Would you write out every record that follows exactly, with the pictures left out?
- - -
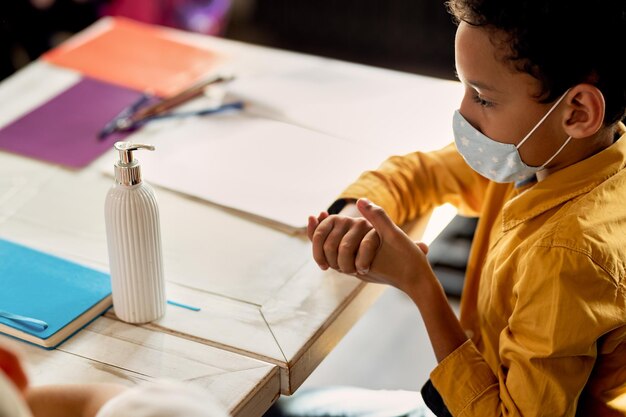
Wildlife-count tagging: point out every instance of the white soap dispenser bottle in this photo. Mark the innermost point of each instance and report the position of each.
(134, 241)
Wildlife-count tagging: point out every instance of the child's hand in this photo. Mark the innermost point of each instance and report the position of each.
(343, 243)
(11, 365)
(353, 246)
(398, 261)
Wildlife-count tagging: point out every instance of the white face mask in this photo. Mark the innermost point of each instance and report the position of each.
(497, 161)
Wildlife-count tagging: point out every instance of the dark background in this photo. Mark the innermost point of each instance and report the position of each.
(408, 35)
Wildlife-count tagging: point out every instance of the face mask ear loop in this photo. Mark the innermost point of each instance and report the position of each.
(542, 119)
(556, 153)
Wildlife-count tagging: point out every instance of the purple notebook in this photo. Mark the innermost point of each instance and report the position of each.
(65, 129)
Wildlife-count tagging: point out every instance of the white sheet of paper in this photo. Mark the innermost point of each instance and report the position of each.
(395, 112)
(270, 169)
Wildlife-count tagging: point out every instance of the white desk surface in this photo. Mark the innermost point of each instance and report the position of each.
(269, 315)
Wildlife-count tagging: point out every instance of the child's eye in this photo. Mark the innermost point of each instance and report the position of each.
(481, 101)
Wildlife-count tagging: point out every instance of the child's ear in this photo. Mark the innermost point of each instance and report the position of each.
(585, 111)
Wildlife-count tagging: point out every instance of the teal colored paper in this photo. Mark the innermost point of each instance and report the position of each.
(45, 287)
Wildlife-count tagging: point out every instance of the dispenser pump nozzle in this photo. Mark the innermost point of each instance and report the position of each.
(127, 169)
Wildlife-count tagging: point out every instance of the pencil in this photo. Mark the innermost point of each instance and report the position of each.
(180, 98)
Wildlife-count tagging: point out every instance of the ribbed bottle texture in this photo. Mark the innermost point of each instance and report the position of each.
(134, 243)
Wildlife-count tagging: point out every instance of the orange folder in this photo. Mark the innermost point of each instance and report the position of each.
(135, 55)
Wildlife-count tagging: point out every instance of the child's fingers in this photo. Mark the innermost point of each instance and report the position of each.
(423, 247)
(311, 226)
(350, 245)
(341, 226)
(318, 239)
(367, 252)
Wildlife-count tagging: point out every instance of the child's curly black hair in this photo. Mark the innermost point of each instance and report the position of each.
(559, 42)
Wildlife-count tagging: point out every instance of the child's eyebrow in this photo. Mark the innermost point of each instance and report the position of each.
(476, 84)
(482, 86)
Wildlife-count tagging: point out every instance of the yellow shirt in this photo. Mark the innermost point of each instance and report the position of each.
(544, 300)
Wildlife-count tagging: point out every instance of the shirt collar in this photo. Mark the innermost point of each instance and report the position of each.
(566, 183)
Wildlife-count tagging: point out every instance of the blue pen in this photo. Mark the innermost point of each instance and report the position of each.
(35, 324)
(117, 122)
(237, 105)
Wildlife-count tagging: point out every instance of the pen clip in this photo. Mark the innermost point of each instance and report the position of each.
(35, 324)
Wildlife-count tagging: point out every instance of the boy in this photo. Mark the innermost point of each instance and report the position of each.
(540, 157)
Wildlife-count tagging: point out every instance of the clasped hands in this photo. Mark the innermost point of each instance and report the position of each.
(371, 247)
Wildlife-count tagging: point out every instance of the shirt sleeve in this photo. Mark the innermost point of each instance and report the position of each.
(563, 303)
(163, 399)
(410, 185)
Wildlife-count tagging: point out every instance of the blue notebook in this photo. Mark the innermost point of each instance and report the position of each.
(45, 299)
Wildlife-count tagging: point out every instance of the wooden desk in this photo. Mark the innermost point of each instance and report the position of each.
(269, 315)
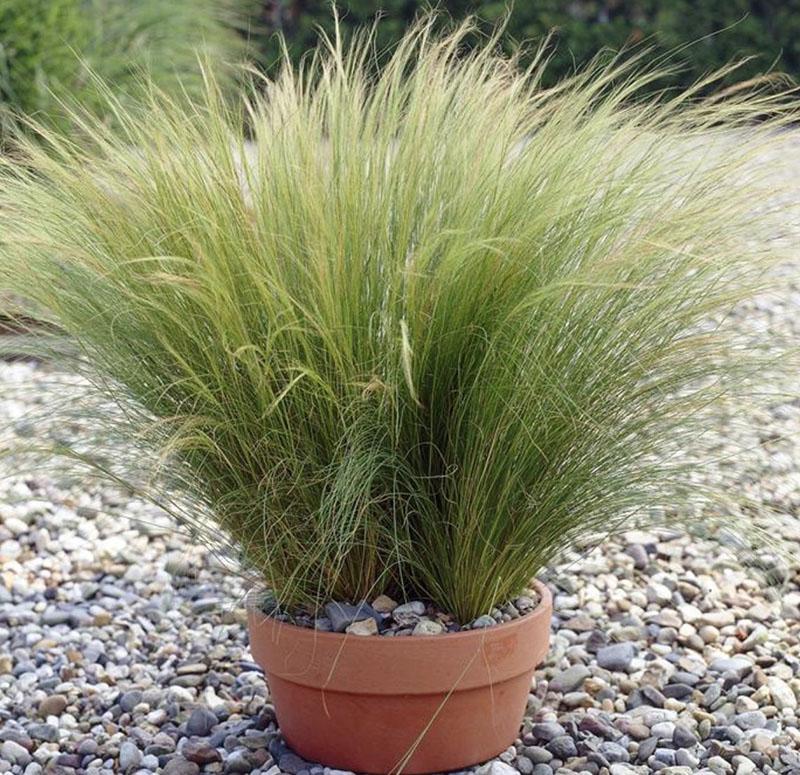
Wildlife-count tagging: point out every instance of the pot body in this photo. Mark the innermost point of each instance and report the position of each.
(415, 704)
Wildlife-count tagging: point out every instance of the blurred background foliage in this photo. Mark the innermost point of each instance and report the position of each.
(720, 30)
(49, 47)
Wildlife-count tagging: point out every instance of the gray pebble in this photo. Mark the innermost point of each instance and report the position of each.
(616, 657)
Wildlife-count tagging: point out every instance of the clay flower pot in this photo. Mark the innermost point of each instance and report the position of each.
(417, 704)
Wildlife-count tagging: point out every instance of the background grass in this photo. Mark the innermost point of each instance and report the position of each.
(49, 50)
(434, 325)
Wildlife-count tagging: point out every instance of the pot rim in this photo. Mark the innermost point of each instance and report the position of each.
(542, 608)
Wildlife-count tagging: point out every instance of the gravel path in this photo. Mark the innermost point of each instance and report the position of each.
(123, 646)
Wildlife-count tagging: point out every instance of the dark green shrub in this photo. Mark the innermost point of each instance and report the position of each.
(49, 48)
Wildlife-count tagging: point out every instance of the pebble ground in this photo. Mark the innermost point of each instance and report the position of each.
(123, 646)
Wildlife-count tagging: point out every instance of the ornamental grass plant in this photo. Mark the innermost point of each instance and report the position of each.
(430, 325)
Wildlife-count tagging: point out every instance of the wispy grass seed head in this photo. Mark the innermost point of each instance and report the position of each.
(433, 325)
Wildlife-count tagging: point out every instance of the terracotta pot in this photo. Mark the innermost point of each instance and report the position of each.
(417, 704)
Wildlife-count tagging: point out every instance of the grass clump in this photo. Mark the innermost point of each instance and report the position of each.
(433, 326)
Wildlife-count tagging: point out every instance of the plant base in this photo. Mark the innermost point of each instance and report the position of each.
(418, 704)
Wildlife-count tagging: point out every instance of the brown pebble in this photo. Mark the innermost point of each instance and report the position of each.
(54, 705)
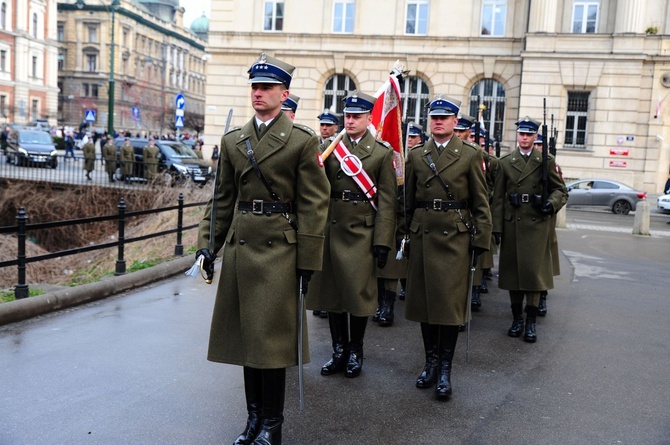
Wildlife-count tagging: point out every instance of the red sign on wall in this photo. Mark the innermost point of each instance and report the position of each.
(619, 151)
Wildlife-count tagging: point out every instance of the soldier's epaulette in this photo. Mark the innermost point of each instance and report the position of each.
(305, 128)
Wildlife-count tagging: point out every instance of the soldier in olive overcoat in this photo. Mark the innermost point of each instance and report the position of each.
(272, 239)
(358, 236)
(150, 160)
(127, 160)
(524, 219)
(89, 157)
(450, 223)
(109, 153)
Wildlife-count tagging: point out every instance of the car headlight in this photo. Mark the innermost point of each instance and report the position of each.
(180, 168)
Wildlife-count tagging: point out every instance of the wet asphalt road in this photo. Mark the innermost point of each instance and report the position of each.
(132, 370)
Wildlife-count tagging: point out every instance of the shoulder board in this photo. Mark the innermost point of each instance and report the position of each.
(305, 128)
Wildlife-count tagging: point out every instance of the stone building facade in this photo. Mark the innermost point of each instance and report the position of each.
(599, 64)
(155, 58)
(28, 54)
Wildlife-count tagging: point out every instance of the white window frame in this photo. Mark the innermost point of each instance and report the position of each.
(491, 6)
(585, 6)
(274, 17)
(346, 18)
(420, 18)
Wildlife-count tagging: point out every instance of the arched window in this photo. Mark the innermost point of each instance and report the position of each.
(337, 88)
(415, 95)
(491, 94)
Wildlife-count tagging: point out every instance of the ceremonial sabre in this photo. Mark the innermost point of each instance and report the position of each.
(209, 273)
(473, 265)
(301, 309)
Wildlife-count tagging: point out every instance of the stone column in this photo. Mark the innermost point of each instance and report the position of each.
(630, 16)
(542, 16)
- - -
* WORKED SOLUTION *
Wildlife-count tagging: point out every instance of the white soap dispenser bottle in this photo. Mark the innermost point of each instance and report the position of each.
(134, 241)
Wildlife-count tagging: point out every instance of the child's hand in this photo. Mark the innermost point of each instance and report the position of each.
(343, 243)
(11, 365)
(353, 246)
(398, 261)
Wildlife-count tagging: point out every instance of the white face mask in this photo. Mark the innermost point of each instance and report the position of each.
(497, 161)
Wildlife-count tagging: point out every instance of the dark background in this photo. Mark the innermost point of each instance and report the position of each.
(408, 35)
Wildlife-count tagging: point out every instance of the face mask ear loop in this photo. Mark the innermost point of each instance and report the position of each.
(542, 119)
(556, 153)
Wildlife-count tagging: point out every instance of the purple notebook in this photo. Mark the innermost point of each instance and report the position of each.
(65, 129)
Wildlife-count tagging: point out every instance of the white sheet of paper in this photo. Mark the innermost point of each instance and report the position of each.
(395, 112)
(270, 169)
Wildlife-count tagging: point out every instance of the white desk surface in this photo. Mark the innermost point of each instance and report the position of each.
(269, 315)
Wildlife-count tagging: point out every instance of the child's eye in this photo. Mark the innermost point of each instance and report the position of each.
(481, 101)
Wildlife-count tagging: point out every instance of the child's ear in this photo. Mark the innermost point of each instance and report the position of each.
(585, 111)
Wildlife-count tagging: point out every instance of the teal colored paper in this photo. Mark the innermost point of each instance and report the position of each.
(45, 287)
Wildlife-count tagging: point out every instance of the dispenser pump nozzle in this photo. Mark the innermost point of each instance and report the position of each.
(127, 169)
Wildlife-count tagging: point out every instance of the pencil in this photo. Mark the innermost point of each instance and report the position of each.
(180, 98)
Wildlife-count tagging: point out every instance of the ribbed bottle texture in this photo. Mark the innermost point of each instance and report the position of each.
(134, 243)
Wildlife-count tagging: point out every instance of the orange folder in this photo. Mark the innermost point of each instance and report the position of each.
(135, 55)
Wildlife-count tagging: point out every instance of the child's fingers in this photo. Mark the innermost point of each instance and report the position of each.
(423, 247)
(311, 226)
(350, 245)
(341, 226)
(318, 239)
(367, 252)
Wildlife-count tagging: point out every instance of the child's curly black hair in this photo. Mark the innermost point of each instance and report the position of each.
(559, 42)
Wildlife-count tagging: point out every instance of the child's eyebrow in this photo. Mark the innermost point of each instance and report the position of each.
(476, 84)
(482, 86)
Wildlife-count tagging: point out every instance of the yellow shirt in this photo. Mark the innermost point of each instance and report the position of each.
(544, 300)
Wildlife-count tagging: point out every instance of the shirt collar in this photo. Mark the innermost point of each instance and report the position of each.
(566, 183)
Wildlife-count tagging: point out every instance of the blue pen in this photo. Mark the innermost point of each instance and report the position of each.
(35, 324)
(117, 122)
(237, 105)
Wildlife-count tagging: point out every instance of the pen clip in this photo. Mark the innermost point of each instance and report the position of each.
(35, 324)
Wildlife-count tagging: point out every instance of the boy in this photo. Mark the innermost point of each instance and report the position of each.
(540, 157)
Wildlife-count tagging: point out every instance of the clasped hands in this photo. Mark the innermost point of each instance and report the position of each.
(371, 247)
Wildlife-count tagging: point out every instance of the shirt sleeve in this photo. Mark the innermost point of each instance and report the position of each.
(563, 303)
(163, 399)
(410, 185)
Wildlife-count tagging: point out every instance of the blue notebook in this photo. Mark the innermost point of each instance and report the position of each.
(45, 299)
Wildlife-count tagging: point out every instance of the wooden desk in this photo. Mark the innermost point of each instance and report the position of each.
(269, 315)
Wildlife-count tagging: point out every instance of the pot body in this photo. Mark the innermost point of each instance and report the position of each.
(415, 704)
Wildlife-count tagging: point out every instance of the blurred background foliage in this photo. Mark the innermost point of each instance and report the position of each.
(720, 30)
(49, 47)
Wildlife-count tagging: point out every instance of the gray pebble in this photo. Mark the innermost point of each instance and report the position of each.
(616, 657)
Wildlife-count tagging: point out every instance of the clay flower pot in this photo. Mark the innermost point of each instance and report the position of each.
(417, 704)
Wildlife-count tagging: point out every instance of the background grass in this photo. Mark the innermost point of each instance and report the position of each.
(49, 50)
(434, 325)
Wildlife-count tagging: point out every instance of the pot rim in this photo. Mark the innermost point of each instance and report the position of each.
(542, 608)
Wildlife-count tagging: point out every instance of the gravel path in this photo. Mark the innermost point of each instance and report the position of each.
(123, 646)
Wildlife-count tagging: point out every instance of the dark green shrub in this photo. Mark the innermost point of each instance and report the position of each.
(49, 48)
Wildlife-count tagging: point out every instance of the pebble ground in this photo. Mark the innermost point of each instance and report the position of each.
(123, 646)
Wildlife-count tagging: point out every instance of the ornamental grass plant in this photo. Mark the innermost point of each instance and report the position of each.
(430, 325)
Wildlife-count tagging: point out every instance of the wispy grass seed head in this photo. Mark the innermost point of each instance and report the position of each.
(433, 325)
Wildlife-count tagging: point out every instance of the terracotta pot in this photo. Mark the innermost point of each instance and report the position of each.
(417, 704)
Wildlife-count tagging: point out every instance of the grass clump in this photo. Mark the innermost point of each instance and report the position of each.
(433, 326)
Wildlife-count tagging: point out every instance of the plant base in this photo. Mark the innermost point of each instance and report the position of each.
(418, 704)
Wildlife-count tagging: point out every instance of the brown pebble in this photo. Mark the innermost point of each instance and report the position of each.
(54, 705)
Wildlife-count tagging: point out every instance of the red sign on wall in this photo. Mark the innermost point of each instance and report the position of each.
(619, 151)
Wildlife-count tagging: point out every instance of the soldier's epaulette in this photo. Mark the innermost point of each instance and report the position of each.
(305, 128)
Wildlife-count tagging: point out every instance of the soldier in olive overcoat in this photo. Mark the innermost point of each instance and report the position of each.
(272, 239)
(358, 236)
(150, 160)
(127, 160)
(524, 219)
(89, 157)
(450, 223)
(109, 153)
Wildlife-count tagging: point out every instance of the car headlight in this photo. Mark the innermost point of each instance and report the position of each.
(180, 168)
Wildlife-count tagging: point out every instance of the wet asphalt road in this photo. Mark the innermost point of each instance and report the position of each.
(132, 370)
Wildlife-count tagging: point out every instance of the shoulder board in this photo. Mark the innermost point of each instance and report the position of each.
(305, 128)
Wildlife-count tagging: point out every instance of the stone building facade in this photo. Mark the innermost point of each instance and report the position of each.
(599, 64)
(155, 58)
(28, 54)
Wildlife-count tagging: point out every instance of the white window frame in this photo. Mark the innermost point of each instance and report the position of each.
(491, 6)
(585, 6)
(274, 17)
(346, 18)
(420, 18)
Wildlife-count tagging: point out every instance of the arched window in this photo. Mark the innermost point of each instance and report the position of each.
(337, 88)
(415, 95)
(491, 94)
Wildlife-count tagging: point out every instance of the ceremonial sabre in this photo. Mark the innermost point of each instance and report the position of each.
(209, 273)
(473, 265)
(301, 309)
Wildlife-count tagging: point out every instance of the stone column in this photo. Mark the innermost point of each instance and report the position of each.
(630, 16)
(542, 16)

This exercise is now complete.